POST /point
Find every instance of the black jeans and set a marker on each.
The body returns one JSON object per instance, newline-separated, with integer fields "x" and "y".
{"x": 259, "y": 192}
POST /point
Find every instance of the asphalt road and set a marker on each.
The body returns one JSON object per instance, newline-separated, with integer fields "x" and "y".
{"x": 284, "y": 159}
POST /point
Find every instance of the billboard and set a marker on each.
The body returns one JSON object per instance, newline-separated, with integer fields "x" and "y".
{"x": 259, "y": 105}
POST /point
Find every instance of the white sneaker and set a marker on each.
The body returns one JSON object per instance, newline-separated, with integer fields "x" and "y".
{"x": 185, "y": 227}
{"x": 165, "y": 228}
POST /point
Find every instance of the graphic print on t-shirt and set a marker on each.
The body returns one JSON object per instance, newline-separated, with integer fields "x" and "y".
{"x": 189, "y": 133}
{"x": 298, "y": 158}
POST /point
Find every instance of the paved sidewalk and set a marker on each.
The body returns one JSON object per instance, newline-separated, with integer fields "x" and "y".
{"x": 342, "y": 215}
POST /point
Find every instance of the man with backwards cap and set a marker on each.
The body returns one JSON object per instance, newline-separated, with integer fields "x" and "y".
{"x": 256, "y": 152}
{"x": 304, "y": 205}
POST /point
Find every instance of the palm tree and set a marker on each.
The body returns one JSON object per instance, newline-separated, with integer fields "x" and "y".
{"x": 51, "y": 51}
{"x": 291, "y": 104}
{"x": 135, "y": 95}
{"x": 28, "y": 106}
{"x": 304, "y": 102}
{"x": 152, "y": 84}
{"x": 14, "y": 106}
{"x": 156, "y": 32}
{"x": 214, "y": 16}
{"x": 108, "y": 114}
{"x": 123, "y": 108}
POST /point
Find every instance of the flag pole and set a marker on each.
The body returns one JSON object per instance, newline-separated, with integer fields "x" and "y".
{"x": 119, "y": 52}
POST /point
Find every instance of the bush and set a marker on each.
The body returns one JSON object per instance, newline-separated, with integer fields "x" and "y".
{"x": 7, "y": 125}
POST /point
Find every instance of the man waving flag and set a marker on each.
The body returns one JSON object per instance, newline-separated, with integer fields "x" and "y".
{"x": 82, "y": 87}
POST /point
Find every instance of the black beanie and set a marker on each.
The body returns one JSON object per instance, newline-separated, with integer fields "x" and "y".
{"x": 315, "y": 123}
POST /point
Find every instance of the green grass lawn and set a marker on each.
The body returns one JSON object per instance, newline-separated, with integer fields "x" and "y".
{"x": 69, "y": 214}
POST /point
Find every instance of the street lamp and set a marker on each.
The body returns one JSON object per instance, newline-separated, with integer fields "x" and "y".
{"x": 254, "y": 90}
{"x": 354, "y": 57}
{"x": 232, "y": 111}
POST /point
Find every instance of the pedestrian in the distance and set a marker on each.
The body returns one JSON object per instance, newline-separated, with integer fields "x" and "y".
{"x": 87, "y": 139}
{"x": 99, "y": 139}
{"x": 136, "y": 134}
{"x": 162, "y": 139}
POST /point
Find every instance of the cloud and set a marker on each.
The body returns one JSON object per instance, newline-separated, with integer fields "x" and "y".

◆ ◆ ◆ ◆ ◆ ◆ ◆

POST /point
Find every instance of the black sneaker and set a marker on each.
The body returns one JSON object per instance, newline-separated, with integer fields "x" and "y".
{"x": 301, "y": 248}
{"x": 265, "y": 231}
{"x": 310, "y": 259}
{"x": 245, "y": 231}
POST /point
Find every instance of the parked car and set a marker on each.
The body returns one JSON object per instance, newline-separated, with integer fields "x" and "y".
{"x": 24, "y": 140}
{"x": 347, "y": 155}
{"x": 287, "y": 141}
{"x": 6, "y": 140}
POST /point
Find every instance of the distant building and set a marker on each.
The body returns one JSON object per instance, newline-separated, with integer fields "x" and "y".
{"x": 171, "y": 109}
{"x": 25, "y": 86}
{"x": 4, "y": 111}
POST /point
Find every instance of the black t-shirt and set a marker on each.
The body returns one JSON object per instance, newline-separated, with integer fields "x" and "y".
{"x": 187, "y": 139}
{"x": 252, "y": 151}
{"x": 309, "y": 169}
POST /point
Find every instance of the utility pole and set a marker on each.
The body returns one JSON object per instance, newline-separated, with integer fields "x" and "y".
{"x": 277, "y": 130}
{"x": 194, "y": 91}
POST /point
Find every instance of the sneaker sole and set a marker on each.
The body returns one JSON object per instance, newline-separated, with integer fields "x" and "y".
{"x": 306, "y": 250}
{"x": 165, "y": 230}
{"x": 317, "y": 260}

◆ ◆ ◆ ◆ ◆ ◆ ◆

> [Work to be completed]
Retrieve each line from the records above where the word "black" occurs.

> [Response to the exercise]
Find every instance of the black jeans and set a marker on each.
Find every instance of the black beanie and set a marker on each.
Find every instance of the black sneaker and set a marker on each.
Find every instance of the black t-shirt and set a marker on each.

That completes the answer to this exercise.